### [Work item]
Locate the line containing "Pin every instance of the custard" in the data below. Reproduce it and every following line up to the end, exactly as given.

Excerpted data: Begin

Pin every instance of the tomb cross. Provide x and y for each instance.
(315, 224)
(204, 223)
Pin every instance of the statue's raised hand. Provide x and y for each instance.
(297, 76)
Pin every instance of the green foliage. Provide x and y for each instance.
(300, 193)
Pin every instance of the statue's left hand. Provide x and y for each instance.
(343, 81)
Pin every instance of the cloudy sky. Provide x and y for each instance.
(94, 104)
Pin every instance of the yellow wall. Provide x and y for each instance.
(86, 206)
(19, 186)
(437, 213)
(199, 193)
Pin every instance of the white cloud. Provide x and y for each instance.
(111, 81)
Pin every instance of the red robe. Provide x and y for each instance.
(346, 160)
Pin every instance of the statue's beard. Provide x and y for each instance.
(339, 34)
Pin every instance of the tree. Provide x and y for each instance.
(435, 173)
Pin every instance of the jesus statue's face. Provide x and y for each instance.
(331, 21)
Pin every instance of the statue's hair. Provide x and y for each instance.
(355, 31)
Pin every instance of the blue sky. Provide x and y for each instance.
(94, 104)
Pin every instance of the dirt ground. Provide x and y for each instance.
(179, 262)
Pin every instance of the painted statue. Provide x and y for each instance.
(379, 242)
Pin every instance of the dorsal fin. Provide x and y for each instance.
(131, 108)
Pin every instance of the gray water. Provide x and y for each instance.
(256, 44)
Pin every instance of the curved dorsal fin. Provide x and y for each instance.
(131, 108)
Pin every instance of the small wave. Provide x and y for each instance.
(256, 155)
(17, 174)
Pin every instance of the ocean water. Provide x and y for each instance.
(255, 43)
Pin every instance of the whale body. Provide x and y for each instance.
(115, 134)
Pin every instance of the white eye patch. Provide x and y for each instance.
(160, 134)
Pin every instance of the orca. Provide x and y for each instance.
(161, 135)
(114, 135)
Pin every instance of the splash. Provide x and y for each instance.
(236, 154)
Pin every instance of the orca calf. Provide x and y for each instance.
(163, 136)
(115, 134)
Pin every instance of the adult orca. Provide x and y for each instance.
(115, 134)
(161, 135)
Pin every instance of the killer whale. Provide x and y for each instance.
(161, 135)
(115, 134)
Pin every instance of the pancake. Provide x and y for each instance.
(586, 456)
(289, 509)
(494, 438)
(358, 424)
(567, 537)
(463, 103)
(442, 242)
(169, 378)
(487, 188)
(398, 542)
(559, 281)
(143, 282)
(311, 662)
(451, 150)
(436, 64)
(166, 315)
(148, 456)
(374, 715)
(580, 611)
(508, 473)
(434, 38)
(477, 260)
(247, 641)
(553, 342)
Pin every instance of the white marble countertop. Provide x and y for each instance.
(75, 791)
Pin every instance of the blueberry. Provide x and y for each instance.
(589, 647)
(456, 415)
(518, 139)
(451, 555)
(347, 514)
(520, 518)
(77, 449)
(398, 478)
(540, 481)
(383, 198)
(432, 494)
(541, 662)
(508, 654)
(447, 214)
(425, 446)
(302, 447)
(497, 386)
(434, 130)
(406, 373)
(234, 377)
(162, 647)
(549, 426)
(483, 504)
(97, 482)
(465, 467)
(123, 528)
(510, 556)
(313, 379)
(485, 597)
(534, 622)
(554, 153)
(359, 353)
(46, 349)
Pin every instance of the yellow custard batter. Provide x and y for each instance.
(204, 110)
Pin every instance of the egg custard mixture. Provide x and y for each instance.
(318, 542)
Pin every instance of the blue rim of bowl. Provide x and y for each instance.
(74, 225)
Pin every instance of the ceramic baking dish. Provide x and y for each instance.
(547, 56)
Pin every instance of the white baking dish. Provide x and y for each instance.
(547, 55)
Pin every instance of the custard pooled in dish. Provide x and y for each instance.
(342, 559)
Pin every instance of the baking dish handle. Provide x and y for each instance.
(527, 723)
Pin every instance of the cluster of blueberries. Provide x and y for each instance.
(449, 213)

Excerpted data: End

### [Your solution]
Pin every instance of the custard pooled in dish. Provide x and y for each instance.
(342, 559)
Pin every instance of the baking dish handle. Provide x and y for each instance.
(527, 723)
Pin every instance of the cluster of blueberries. Provide x and y for each instance.
(449, 213)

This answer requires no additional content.